Materials provided:
-.-.-

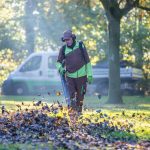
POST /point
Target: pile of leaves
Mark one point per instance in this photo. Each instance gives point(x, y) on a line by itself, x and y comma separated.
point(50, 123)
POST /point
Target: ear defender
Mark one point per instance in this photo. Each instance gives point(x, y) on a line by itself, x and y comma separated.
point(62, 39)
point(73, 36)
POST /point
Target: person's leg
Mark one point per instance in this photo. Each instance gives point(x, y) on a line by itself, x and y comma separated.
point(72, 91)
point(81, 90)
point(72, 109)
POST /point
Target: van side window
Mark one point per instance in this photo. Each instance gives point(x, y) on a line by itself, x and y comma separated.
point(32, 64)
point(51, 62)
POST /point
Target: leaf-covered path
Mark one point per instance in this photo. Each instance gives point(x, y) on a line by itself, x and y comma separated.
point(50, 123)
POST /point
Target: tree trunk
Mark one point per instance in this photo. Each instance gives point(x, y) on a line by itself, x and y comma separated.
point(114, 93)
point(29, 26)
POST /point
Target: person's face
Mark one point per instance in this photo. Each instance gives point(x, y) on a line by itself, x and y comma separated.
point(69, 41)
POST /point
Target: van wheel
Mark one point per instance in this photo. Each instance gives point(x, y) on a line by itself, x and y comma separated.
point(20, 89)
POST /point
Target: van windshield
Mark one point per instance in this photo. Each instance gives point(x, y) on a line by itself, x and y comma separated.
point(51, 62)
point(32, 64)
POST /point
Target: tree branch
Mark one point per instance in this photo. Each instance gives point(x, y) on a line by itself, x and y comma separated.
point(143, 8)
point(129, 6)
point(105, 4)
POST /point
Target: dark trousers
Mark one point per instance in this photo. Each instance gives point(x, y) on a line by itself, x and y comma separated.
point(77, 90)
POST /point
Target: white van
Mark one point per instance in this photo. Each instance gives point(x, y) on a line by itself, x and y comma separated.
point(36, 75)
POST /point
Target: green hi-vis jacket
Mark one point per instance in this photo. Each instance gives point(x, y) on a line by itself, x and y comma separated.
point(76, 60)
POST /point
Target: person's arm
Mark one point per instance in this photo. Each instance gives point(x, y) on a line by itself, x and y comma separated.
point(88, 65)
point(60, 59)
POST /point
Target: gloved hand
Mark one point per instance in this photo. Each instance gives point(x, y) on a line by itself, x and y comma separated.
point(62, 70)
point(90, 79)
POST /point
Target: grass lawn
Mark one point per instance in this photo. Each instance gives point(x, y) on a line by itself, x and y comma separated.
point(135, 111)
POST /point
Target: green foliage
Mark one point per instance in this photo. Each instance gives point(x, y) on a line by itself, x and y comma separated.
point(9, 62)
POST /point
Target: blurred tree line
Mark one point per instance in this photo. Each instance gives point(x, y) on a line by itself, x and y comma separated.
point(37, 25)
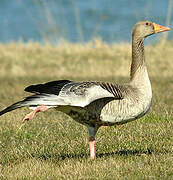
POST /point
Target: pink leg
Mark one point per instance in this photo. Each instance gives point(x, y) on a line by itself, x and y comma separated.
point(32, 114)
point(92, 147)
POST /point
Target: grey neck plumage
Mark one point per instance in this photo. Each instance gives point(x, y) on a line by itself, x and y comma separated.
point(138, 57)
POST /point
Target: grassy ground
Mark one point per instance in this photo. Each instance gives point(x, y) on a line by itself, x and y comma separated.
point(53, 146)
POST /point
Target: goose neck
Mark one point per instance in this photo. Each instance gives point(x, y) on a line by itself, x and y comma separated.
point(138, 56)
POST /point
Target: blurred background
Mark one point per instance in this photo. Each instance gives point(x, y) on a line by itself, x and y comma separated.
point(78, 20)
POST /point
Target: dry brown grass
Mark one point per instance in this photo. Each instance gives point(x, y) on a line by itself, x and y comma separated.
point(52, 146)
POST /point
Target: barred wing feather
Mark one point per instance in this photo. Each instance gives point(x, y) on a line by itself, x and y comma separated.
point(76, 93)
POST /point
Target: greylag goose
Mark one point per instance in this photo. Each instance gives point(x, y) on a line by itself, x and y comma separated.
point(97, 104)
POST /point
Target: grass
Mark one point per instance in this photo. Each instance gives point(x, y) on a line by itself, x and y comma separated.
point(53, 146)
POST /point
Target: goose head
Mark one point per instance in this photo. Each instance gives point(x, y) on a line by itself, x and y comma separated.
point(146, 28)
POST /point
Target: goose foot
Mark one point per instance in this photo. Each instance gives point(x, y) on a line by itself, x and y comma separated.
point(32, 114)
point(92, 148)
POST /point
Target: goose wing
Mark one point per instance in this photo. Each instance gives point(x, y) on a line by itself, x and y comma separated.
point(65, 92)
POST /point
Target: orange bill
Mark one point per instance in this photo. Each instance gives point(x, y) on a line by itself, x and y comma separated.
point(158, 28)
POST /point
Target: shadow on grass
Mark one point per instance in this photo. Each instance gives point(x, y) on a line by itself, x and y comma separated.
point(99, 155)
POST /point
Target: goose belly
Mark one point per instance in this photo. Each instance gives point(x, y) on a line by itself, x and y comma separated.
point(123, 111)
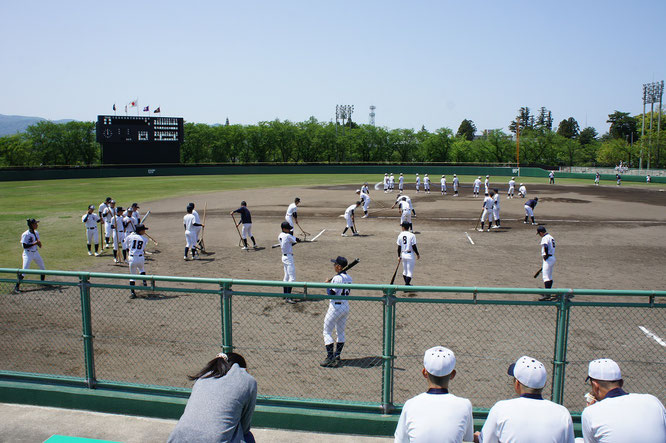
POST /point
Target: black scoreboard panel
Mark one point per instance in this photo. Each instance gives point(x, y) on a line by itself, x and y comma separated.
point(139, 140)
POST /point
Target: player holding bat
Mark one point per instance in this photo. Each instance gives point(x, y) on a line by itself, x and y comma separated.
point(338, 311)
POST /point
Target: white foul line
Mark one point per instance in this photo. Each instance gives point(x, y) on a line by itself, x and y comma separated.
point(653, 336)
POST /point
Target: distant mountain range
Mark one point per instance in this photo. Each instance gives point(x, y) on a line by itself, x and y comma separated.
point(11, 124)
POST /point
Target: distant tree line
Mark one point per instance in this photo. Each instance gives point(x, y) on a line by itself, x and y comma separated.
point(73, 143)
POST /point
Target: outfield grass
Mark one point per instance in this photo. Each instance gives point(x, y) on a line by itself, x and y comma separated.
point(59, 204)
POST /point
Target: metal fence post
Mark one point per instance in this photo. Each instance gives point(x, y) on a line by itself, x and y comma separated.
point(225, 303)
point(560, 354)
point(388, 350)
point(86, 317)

-.-.-

What is asked: All the records above need to be given again word for word. Skip the pictures.

Full answer:
POST /point
Target: pile of leaves
Mark one point per instance in this photo. Each instance gives point(x, y) on a line by itself, x and y comma separated.
point(50, 123)
POST /point
Target: ear defender
Mark one point per instance in this photo. Each instance gives point(x, y) on a line by itself, x and y comma separated.
point(62, 39)
point(73, 36)
POST /point
Target: person's leg
Mark one point per instance in this photo. Each instance gives point(x, y) on a line by itself, x and y comma separated.
point(72, 91)
point(81, 90)
point(72, 109)
POST /point
Target: van side window
Mark one point per instance in this photo. Each instance gives point(x, y) on a line by itself, x and y comma separated.
point(32, 64)
point(51, 62)
POST /point
Target: leaf-covered path
Mark one point per instance in this photo. Each instance gives point(x, y) on a line by itself, x and y comma separated.
point(50, 123)
POST /point
Target: tree trunk
Mark one point per instance in this photo. Each instance gives point(x, y) on a line by itself, x and y comma separated.
point(114, 93)
point(29, 26)
POST /point
Target: person's face
Mark one point per instance in this photo. Each instance gives point(x, y) on a line by itself, x and y comma separated.
point(69, 41)
POST /point
Target: van wheel
Mark one point per instance in this photo. Each instance gives point(x, y) on a line by itself, x and y comma separated.
point(20, 89)
POST /point
Target: van windshield
Mark one point per instance in this photo. Each instance gives point(x, y) on a line by itself, x and y comma separated.
point(51, 62)
point(32, 64)
POST /point
Target: tree branch
Mark one point per instance in this photo. Each instance gives point(x, y) on a line by itself, x and y comma separated.
point(143, 8)
point(129, 6)
point(105, 4)
POST /point
Target: dark trousers
Mark one point per instance in this photo. Each instance gives point(x, y) on a line by itself, x and y comma separated.
point(77, 90)
POST /point
Target: white van
Mark one point per instance in this photo. Each instance gives point(x, y) on a line by itself, x and y comma separated.
point(36, 75)
POST /point
Target: green hi-vis jacket
Mark one point per instance in this photo. Each instance gives point(x, y) on a line by itself, x and y comma separated.
point(76, 60)
POST /point
Target: person's arm
Mark one point per instance in this photo. Each instance gives point(x, y) on a line by itself, x and y comma separated.
point(88, 65)
point(60, 59)
POST /point
Target: gloved hand
Mark one point per instance in this photo. Each instance gives point(x, y) on a line by itself, x and y comma separated.
point(62, 70)
point(90, 79)
POST /point
Target: grass lawn
Mark one point per instance in this photo. Each instance gives point(x, y) on a line by itself, x and y comma separated.
point(135, 111)
POST /point
Target: green foliage
Mark one point per instance in this photo. Each instance gives point(x, y) on a line by itself, x and y comma separated.
point(9, 62)
POST /point
Target: blurred tree line
Mark one point per instance in this photo. Each instance gives point(x, y) on a line by itself, x and y comma separated.
point(37, 25)
POST /point
Target: pink leg
Mark one point per instance in this photo. Each instance gives point(x, y) on a line by itself, x and y comma separated.
point(32, 114)
point(92, 147)
POST /point
Target: grey neck plumage
Mark one point per instance in this photo. Each instance gives point(x, y) on a line by itself, x and y comma separated.
point(138, 57)
POST /point
Target: grassy ground
Mark one point per instance in this photo. Each instance gives point(x, y) on a line by itself, x and y comma separated.
point(53, 146)
POST /point
Target: goose neck
Mark one point per instance in this photo. Each instance gives point(x, y) on a line by itself, x and y comma separated.
point(138, 56)
POST /point
Target: blurred background
Mark one point per instance in this photo. Each instance gives point(x, y) on a line by itself, x and y comma separated.
point(78, 20)
POST /point
Target: dry brown grass
Mark one point per instance in this photo. Each instance gives point(x, y) on a line by itself, x and y comma separated.
point(52, 146)
POST /point
Target: barred wing feather
Mark one point per instance in this photo. Each instance gives point(x, y) on a line by itself, x and y comma separated.
point(76, 93)
POST /point
Target: greylag goose
Mark one point per instance in this photo. Each instance gives point(x, y) on a line by itself, x and y comma separated.
point(97, 104)
POST /point
Target: grass
Mark one point per instance in this photo. Each instance gives point(x, y) on a line by itself, x and y comma separated.
point(53, 146)
POST /point
Target: goose head
Mark one point per instance in this photo. Each instance gives point(x, y) on a line by itself, x and y comma separated.
point(146, 28)
POST /point
Target: goose foot
Mark one point per instance in this photo. Each instance gives point(x, y) on a line by itself, x and y comma separated.
point(32, 114)
point(92, 148)
POST /point
Target: goose wing
Mark one point per instance in this photo. Each instance gives point(x, y) on a line by itself, x and y comma separated.
point(65, 92)
POST /point
Target: orange bill
Mark one point per instance in this photo. Each instance gives point(x, y) on a line by itself, x and y comma separated.
point(158, 28)
POST /point
Target: shadow on grass
Mark one point per instance in this photo. Each instance gives point(x, y) on a line by itself, x and y comma separated.
point(99, 155)
POST /point
Target: goose belly
Mark one point per instance in this photo. Each instance gives point(x, y) on a line by itself, x and y comma separated.
point(123, 111)
POST /point
Target: black scoreboard panel
Mark one point per instance in this photo. Each instance gives point(x, y) on a line by itself, x and y comma separated.
point(139, 140)
POST /point
Target: player holding bat
Mark one point per instance in this photo. Each instance gives point(x, y) on a line by itself, x and y comma separated.
point(338, 311)
POST /point
Target: white foul line
Mark one point per instance in this photo. Each instance gives point(x, y) on a line by itself, x and y comma separated.
point(653, 336)
POST /point
Target: distant mountain range
Mark one point per instance in this photo. Each instance gives point(x, y) on a line by itself, x and y comma separated.
point(11, 124)
POST /point
Target: distant tree line
Mark one point per instance in this photo. Each instance gives point(x, y) on a line by itself, x and y comma separated.
point(73, 143)
POST /point
Target: outfield grass
Mark one point per instance in this photo. Each instance gives point(x, y) on a line by itself, x and y comma separated.
point(59, 204)
POST /point
Target: metal fence post
Mark one point per instance in this photo. Each instance gives point(x, y) on a line by itself, x and y comma separated.
point(225, 303)
point(560, 354)
point(388, 350)
point(86, 317)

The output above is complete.